▶ **Task brief**
All that belongs in the answer is the lines from the one containing "Target: violin bridge" to the end of the listing below, copied exactly, pictures excluded.

::::

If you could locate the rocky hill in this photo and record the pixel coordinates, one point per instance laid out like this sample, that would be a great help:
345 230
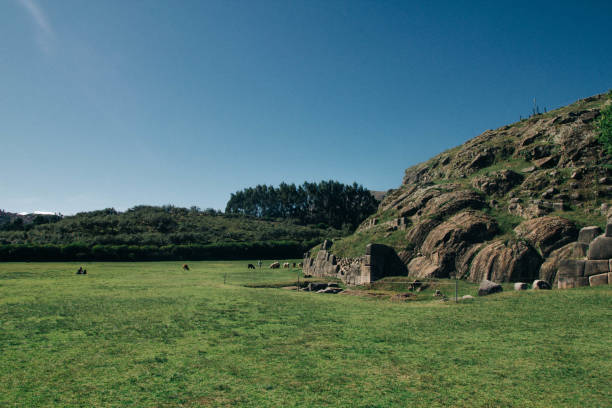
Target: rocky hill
505 206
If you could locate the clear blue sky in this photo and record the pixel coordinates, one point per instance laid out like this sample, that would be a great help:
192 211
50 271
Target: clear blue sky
119 103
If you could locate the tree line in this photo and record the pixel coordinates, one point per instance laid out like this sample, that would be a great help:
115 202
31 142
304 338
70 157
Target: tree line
79 251
332 203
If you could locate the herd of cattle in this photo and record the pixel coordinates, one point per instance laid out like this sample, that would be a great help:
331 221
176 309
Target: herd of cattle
276 265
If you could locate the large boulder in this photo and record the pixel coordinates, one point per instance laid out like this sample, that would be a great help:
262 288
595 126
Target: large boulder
600 248
547 233
418 233
452 202
573 250
601 279
487 288
540 285
505 262
588 234
423 267
497 183
520 286
449 240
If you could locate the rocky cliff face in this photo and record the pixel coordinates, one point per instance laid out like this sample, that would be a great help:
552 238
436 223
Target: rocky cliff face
504 206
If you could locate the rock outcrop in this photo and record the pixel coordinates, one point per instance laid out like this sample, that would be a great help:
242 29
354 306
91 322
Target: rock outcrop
547 233
500 206
445 243
506 262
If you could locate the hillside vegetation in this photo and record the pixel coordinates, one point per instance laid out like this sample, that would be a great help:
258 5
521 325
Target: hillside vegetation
502 202
329 202
156 233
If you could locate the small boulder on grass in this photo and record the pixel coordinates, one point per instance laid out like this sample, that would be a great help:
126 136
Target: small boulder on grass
541 285
487 288
520 286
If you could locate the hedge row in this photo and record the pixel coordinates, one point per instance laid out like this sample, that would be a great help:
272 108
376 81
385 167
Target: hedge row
194 252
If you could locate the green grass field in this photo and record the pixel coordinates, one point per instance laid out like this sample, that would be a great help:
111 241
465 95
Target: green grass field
152 335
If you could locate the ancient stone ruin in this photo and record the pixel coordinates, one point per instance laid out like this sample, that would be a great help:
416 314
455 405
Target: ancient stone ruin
379 261
596 269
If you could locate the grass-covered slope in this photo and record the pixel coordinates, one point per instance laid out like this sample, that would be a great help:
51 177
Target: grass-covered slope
150 334
157 226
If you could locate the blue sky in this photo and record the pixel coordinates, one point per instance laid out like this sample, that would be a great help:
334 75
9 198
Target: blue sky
120 103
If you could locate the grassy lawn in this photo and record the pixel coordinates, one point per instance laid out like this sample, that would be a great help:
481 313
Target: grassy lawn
152 335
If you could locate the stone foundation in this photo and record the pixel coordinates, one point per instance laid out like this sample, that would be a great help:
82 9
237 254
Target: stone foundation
596 269
378 262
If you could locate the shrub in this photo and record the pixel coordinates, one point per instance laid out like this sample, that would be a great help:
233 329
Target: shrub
604 124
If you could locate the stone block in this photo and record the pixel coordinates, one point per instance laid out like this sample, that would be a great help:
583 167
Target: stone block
371 260
366 274
588 234
540 285
600 248
487 288
572 282
596 280
596 267
571 268
520 286
376 249
559 206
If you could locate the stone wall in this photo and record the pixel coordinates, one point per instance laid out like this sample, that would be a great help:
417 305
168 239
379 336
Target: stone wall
596 269
378 262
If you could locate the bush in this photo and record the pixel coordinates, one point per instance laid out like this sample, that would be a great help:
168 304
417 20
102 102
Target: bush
604 124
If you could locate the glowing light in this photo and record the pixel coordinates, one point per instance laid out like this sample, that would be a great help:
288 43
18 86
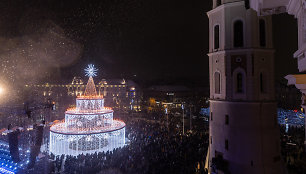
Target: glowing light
1 90
89 127
91 71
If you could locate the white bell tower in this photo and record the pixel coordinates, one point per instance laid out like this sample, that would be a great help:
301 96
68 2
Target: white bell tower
244 133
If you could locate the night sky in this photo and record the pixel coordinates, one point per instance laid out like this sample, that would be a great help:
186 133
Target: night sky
156 40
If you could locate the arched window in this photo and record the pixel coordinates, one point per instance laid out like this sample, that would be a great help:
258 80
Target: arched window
216 36
218 3
261 81
239 81
217 83
262 33
238 34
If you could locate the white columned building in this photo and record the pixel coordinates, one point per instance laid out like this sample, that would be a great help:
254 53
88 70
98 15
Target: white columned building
244 134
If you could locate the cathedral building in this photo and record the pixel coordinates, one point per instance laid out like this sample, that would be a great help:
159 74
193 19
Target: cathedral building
244 134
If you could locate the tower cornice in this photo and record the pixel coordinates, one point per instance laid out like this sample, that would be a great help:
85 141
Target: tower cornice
225 5
240 50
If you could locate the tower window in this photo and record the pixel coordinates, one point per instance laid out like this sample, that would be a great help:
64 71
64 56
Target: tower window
238 34
226 119
261 79
217 83
262 33
218 2
216 37
239 83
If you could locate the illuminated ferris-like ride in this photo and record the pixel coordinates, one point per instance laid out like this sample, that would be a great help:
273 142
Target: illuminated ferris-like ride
89 127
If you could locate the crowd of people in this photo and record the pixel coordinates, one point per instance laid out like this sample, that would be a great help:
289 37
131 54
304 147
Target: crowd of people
152 148
293 148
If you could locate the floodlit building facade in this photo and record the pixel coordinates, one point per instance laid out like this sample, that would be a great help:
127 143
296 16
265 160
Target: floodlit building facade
244 134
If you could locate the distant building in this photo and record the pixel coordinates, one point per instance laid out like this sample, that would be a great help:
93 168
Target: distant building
287 97
157 98
118 93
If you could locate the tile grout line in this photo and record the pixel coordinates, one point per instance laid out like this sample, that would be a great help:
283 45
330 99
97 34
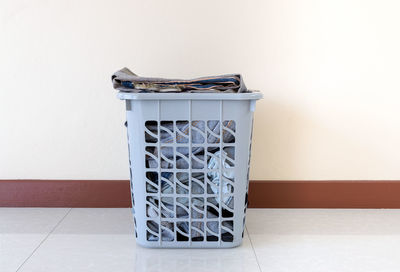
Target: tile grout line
45 238
255 254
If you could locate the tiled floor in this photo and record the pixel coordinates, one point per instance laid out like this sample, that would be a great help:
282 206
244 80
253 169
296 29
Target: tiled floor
41 240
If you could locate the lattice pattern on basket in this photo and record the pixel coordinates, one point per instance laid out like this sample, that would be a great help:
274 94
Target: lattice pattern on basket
190 180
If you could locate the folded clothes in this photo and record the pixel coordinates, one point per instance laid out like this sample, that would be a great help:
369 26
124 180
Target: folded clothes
127 81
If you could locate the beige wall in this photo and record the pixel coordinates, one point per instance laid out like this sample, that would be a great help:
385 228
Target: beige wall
329 71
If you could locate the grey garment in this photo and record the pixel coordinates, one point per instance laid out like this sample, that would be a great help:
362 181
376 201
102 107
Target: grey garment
127 81
167 203
181 135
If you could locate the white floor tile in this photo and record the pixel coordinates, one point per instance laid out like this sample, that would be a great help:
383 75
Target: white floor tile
103 240
326 240
22 230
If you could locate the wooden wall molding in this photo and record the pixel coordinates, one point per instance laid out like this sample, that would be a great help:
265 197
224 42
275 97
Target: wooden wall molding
262 194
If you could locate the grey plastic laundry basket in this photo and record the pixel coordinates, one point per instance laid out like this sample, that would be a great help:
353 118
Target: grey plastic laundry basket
173 212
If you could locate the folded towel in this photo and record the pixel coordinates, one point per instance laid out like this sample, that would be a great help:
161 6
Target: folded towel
126 81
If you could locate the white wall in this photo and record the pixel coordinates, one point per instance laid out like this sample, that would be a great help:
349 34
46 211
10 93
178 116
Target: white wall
329 71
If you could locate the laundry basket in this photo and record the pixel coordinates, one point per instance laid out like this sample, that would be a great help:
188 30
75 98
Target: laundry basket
179 154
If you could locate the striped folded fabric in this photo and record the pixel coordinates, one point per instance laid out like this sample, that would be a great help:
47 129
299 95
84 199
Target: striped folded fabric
126 81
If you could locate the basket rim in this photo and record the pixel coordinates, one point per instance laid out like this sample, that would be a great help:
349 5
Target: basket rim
253 95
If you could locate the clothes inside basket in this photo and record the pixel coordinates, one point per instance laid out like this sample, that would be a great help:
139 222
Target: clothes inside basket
211 155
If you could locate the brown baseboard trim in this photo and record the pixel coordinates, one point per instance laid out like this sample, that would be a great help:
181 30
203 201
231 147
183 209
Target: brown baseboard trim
262 194
325 194
65 193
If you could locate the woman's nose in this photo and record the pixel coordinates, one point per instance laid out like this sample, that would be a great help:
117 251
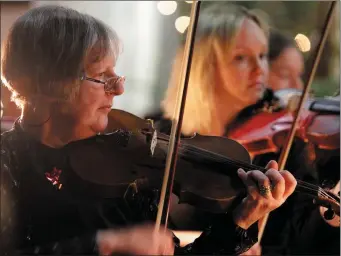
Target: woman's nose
297 83
259 67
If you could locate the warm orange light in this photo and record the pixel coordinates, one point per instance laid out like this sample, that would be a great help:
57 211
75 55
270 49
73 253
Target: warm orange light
303 42
186 236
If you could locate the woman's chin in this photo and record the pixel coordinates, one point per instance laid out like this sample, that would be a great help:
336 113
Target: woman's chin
101 124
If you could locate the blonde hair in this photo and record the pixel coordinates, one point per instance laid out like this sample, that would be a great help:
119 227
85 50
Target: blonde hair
215 35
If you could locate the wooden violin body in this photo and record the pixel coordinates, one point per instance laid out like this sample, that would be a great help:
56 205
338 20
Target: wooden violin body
119 160
266 132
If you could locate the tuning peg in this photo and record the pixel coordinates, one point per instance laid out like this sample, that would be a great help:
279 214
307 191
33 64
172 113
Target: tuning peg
329 214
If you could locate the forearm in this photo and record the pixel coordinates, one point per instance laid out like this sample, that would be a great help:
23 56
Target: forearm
223 237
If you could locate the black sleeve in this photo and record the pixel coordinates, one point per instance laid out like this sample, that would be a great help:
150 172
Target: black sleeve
13 238
222 237
310 234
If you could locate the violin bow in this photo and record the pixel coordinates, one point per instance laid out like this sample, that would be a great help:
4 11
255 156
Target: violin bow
168 179
286 149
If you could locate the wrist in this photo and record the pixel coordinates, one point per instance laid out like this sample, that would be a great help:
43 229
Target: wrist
334 222
239 219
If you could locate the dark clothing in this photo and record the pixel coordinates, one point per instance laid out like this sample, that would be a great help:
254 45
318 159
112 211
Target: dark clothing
47 208
297 226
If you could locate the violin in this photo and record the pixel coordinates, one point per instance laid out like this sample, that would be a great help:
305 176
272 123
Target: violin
132 155
266 132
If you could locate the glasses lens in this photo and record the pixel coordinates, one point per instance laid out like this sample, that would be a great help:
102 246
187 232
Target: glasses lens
115 85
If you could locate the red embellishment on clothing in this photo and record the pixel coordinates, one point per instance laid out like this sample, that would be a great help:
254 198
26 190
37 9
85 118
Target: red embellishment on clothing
53 177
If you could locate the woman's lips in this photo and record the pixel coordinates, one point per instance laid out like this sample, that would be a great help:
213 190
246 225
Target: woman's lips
107 107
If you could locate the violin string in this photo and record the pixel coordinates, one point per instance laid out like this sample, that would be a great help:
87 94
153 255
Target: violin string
310 190
214 156
217 157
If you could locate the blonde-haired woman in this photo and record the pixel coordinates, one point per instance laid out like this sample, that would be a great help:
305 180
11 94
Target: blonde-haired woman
228 73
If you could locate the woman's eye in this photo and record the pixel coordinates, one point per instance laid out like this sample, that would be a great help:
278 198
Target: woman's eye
101 75
239 57
263 56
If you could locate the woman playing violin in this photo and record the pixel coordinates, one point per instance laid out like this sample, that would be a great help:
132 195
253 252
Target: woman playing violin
229 70
65 84
229 73
286 62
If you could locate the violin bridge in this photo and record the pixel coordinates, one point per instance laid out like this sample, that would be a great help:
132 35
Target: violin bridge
153 142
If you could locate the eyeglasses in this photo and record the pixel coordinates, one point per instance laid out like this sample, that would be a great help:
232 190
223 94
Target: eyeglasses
113 85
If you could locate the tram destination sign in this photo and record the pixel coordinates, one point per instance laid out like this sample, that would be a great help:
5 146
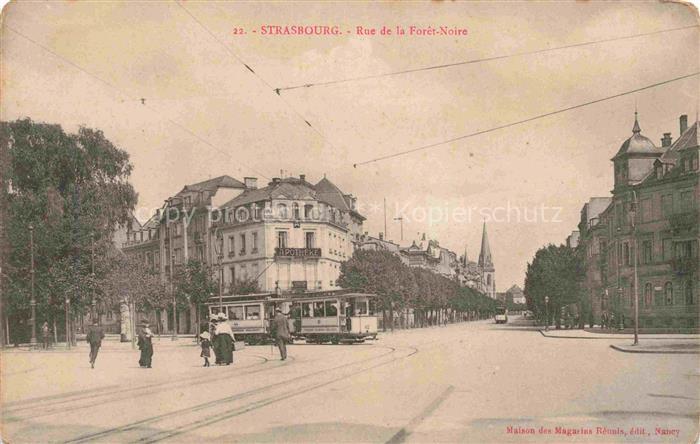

::::

▶ **Your solution**
Target: violin bridge
153 142
If you could locate the eyeglasses in this photo and record the pixel coordinates, one point per instance laid out like this sample, that would be a great help:
232 190
223 94
Target: eyeglasses
113 85
If you could locate the tram destination sign in this photo and record the pixel coordinates, one point per instance laid out like this sample, that would be a great help:
5 146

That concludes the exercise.